Brief: Reproduce the records below exactly, but leave their pictures out of the copy.

Dataset excerpts:
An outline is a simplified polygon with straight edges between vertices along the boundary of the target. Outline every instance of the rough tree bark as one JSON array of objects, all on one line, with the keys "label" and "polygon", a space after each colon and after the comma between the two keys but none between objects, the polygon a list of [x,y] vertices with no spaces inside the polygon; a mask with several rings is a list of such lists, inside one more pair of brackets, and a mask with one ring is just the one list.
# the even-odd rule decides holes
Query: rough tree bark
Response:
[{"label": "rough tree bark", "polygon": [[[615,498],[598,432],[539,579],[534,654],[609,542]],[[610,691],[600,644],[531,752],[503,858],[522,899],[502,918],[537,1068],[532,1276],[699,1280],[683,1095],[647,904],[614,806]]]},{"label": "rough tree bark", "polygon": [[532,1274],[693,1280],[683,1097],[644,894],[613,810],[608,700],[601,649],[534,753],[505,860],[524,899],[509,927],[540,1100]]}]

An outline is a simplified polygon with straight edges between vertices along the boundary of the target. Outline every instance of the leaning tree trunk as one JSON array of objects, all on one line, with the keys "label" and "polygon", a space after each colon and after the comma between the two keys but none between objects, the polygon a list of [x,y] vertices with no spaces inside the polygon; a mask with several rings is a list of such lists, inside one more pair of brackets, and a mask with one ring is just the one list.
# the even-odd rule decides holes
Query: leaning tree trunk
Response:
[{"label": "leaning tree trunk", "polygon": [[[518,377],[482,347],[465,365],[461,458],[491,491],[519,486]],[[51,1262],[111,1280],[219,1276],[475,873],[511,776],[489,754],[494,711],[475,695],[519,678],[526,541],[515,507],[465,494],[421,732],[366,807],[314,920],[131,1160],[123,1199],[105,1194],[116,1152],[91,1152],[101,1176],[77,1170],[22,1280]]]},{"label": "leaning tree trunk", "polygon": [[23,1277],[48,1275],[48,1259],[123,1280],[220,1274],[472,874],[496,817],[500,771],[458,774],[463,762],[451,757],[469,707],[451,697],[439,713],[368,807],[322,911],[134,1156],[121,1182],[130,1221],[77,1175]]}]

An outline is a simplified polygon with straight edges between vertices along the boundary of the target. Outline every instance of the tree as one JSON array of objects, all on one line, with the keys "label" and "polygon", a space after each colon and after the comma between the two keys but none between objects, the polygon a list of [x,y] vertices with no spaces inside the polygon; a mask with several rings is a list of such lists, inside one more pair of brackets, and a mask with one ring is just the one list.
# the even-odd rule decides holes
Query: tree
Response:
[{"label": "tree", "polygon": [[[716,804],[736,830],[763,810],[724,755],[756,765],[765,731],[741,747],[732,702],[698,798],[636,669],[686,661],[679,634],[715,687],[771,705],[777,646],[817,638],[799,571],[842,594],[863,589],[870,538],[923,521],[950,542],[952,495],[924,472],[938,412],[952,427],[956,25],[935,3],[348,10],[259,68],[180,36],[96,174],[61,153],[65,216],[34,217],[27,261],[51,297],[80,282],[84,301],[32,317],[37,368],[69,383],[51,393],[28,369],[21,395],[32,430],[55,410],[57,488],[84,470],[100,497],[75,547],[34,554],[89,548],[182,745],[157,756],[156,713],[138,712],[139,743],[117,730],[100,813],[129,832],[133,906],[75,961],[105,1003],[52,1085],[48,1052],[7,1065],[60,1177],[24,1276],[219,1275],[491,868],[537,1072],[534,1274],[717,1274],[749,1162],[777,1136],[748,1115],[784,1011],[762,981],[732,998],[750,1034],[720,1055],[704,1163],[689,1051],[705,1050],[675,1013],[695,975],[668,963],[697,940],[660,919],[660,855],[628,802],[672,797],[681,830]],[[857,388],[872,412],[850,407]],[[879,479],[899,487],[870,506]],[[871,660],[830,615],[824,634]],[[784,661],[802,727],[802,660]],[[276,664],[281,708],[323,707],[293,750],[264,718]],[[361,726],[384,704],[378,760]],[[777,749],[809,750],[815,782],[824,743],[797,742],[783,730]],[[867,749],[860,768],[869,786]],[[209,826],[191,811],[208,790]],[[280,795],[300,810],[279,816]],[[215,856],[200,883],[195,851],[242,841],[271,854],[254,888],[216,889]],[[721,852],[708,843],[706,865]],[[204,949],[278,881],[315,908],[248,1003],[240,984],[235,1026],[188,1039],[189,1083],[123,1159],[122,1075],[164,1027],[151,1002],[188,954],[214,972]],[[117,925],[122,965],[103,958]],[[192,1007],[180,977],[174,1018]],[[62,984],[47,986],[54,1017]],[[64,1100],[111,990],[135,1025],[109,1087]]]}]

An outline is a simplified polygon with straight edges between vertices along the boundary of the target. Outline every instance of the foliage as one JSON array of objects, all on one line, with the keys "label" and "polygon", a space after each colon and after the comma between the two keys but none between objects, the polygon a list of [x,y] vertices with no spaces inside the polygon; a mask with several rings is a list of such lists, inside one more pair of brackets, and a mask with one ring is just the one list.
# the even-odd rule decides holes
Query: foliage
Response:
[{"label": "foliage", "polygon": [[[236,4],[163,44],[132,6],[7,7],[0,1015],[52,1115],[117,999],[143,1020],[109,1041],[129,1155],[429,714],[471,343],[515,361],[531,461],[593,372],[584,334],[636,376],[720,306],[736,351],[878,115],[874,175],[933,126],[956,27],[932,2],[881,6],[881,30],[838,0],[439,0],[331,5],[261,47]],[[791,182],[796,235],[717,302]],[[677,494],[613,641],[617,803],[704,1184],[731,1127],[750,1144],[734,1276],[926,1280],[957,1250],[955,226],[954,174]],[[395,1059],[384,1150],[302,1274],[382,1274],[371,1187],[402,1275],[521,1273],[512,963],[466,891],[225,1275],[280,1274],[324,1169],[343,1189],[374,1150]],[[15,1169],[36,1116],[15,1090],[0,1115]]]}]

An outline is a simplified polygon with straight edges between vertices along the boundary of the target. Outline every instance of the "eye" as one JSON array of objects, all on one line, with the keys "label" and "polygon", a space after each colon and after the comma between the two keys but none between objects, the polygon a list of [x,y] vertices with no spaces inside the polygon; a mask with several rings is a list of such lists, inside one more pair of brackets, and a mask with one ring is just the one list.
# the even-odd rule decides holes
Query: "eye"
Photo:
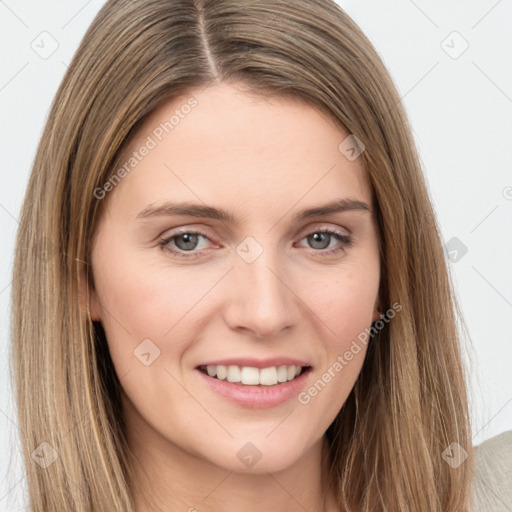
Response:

Response to the task:
An outline is a simplified polygon with straight edges between vertices along the boundary of the target. Outline every instance of the rough tree bark as one JSON array of objects, all on one line, with the keys "label" and "polygon", a space after each colon and after the comma between the two keys but none between objects, the polygon a list of [x,y] vertices with no spaces inside the polygon; a mask with several rings is a list of such lists, inside one more pair of brackets, and a mask with one ring is just the one list.
# the even-odd rule decides holes
Query: rough tree bark
Response:
[{"label": "rough tree bark", "polygon": [[[615,498],[598,432],[539,579],[534,654],[609,542]],[[610,691],[600,644],[531,752],[503,858],[522,899],[502,918],[537,1068],[532,1276],[699,1280],[683,1095],[647,904],[614,806]]]},{"label": "rough tree bark", "polygon": [[532,1274],[693,1280],[683,1097],[644,894],[613,810],[608,700],[601,649],[534,753],[505,860],[524,899],[509,927],[540,1100]]}]

An outline is a simplified polygon with straight edges between vertices along the boundary of the target. Outline every instance of the leaning tree trunk as one JSON array of objects, all on one line, with the keys "label" and "polygon", a space after each colon and after the comma between the two keys but none between objects, the polygon a list of [x,y] vertices with no spaces inside the polygon; a mask with several rings is a list of such lists, inside one more pair of brackets, and a mask with one ring is just the one list.
# the even-odd rule decides holes
Query: leaning tree trunk
Response:
[{"label": "leaning tree trunk", "polygon": [[[518,377],[482,347],[465,365],[461,458],[491,491],[519,486]],[[51,1262],[111,1280],[219,1276],[475,873],[511,776],[489,754],[494,711],[475,695],[519,678],[526,541],[515,507],[465,494],[421,732],[366,807],[314,920],[131,1160],[123,1199],[105,1194],[116,1152],[91,1152],[101,1176],[77,1170],[22,1280]]]},{"label": "leaning tree trunk", "polygon": [[23,1277],[48,1275],[48,1259],[123,1280],[220,1274],[472,874],[496,817],[500,771],[458,774],[463,762],[451,757],[469,707],[451,697],[439,713],[368,807],[322,911],[134,1156],[121,1182],[130,1221],[77,1175]]}]

An outline is a simplified polygon with straight edges between vertices along the boundary of the target. Outline every instance of the tree as one JSON array of objects, all on one line, with the keys "label" and "polygon", a space after each colon and after the comma between the two keys but none between objects, the polygon a list of [x,y] vertices with no spaces inside the polygon; a mask with several rings is a list of such lists, inside one more pair of brackets, and a mask with one ring is just the one list.
# the even-odd rule decides holes
Query: tree
Response:
[{"label": "tree", "polygon": [[[716,804],[736,830],[763,810],[724,755],[756,765],[765,731],[741,747],[732,702],[698,798],[636,669],[686,661],[679,634],[715,687],[771,705],[777,646],[817,638],[799,571],[842,594],[863,589],[870,538],[923,521],[950,542],[952,495],[924,472],[938,412],[952,427],[956,25],[935,3],[348,10],[259,68],[180,36],[96,174],[61,153],[65,216],[34,217],[27,261],[51,297],[80,282],[84,301],[32,317],[37,368],[69,383],[51,393],[28,369],[21,395],[32,430],[55,410],[57,488],[84,470],[100,497],[75,547],[34,554],[89,548],[182,745],[157,756],[156,713],[138,712],[139,743],[117,730],[100,813],[129,832],[133,906],[75,961],[105,1003],[52,1085],[48,1052],[7,1065],[60,1177],[24,1276],[219,1275],[491,868],[537,1072],[534,1274],[717,1274],[749,1162],[777,1136],[748,1115],[784,1011],[762,981],[732,998],[750,1034],[720,1055],[704,1163],[689,1051],[705,1050],[675,1013],[695,975],[668,963],[697,940],[660,919],[660,855],[628,802],[672,797],[681,830]],[[857,388],[872,412],[850,407]],[[879,479],[899,487],[870,506]],[[871,660],[830,615],[824,634]],[[784,661],[802,727],[802,660]],[[276,664],[281,708],[323,707],[293,750],[264,718]],[[361,726],[384,704],[378,760]],[[777,749],[809,750],[815,782],[824,743],[797,742],[783,730]],[[867,749],[860,768],[869,786]],[[209,826],[191,811],[208,790]],[[280,795],[300,810],[279,816]],[[215,856],[200,883],[195,851],[242,841],[271,854],[254,888],[216,889]],[[721,852],[708,843],[706,865]],[[204,949],[278,881],[315,908],[248,1003],[240,984],[235,1026],[188,1039],[189,1083],[123,1159],[122,1075],[164,1027],[151,1002],[188,954],[214,972]],[[117,925],[122,965],[103,958]],[[192,1007],[180,977],[174,1018]],[[62,984],[47,986],[54,1017]],[[64,1100],[111,990],[135,1025],[109,1087]]]}]

An outline is a simplified polygon with straight edges between vertices along the boundary of the target. Outline every instance of the foliage as one JSON array of objects, all on one line, with the keys "label" and "polygon", a space after each colon and after the comma between the two keys but none between objects, the polygon a list of [x,y] vertices with no spaces inside the polygon; a mask with several rings is a list of such lists, inside one more pair of brackets, and a mask with one ring is just the one list.
# the even-odd rule decides holes
Query: foliage
Response:
[{"label": "foliage", "polygon": [[[236,4],[163,44],[132,6],[7,7],[0,1015],[52,1115],[117,999],[143,1020],[109,1041],[129,1155],[429,714],[471,343],[515,361],[531,461],[593,372],[584,334],[636,376],[720,306],[736,351],[878,115],[874,175],[933,126],[956,27],[932,2],[881,6],[881,30],[838,0],[439,0],[331,5],[261,47]],[[791,182],[796,235],[717,302]],[[677,494],[613,641],[617,803],[704,1184],[731,1127],[750,1144],[734,1276],[926,1280],[957,1250],[955,226],[954,174]],[[395,1059],[384,1150],[302,1274],[382,1274],[371,1187],[402,1275],[521,1273],[512,963],[466,891],[225,1275],[280,1274],[324,1169],[343,1189],[374,1150]],[[15,1169],[36,1116],[15,1090],[0,1115]]]}]

An outline is a simplified polygon with straight edges between vertices along the boundary of the target. Outline every instance of the "eye" as one JSON array of objects, all on one line, with the keys "label" and "polygon", a space after each colon and after the comma between the two keys but none between objects, the polygon a list of [x,y] vertices with no spaces inside the polygon; a mask with several rings is a list of such lists, inside one more pair of brackets, and a mask with one ring is just the one list.
# the even-odd rule decides holes
Query: "eye"
Photo:
Response:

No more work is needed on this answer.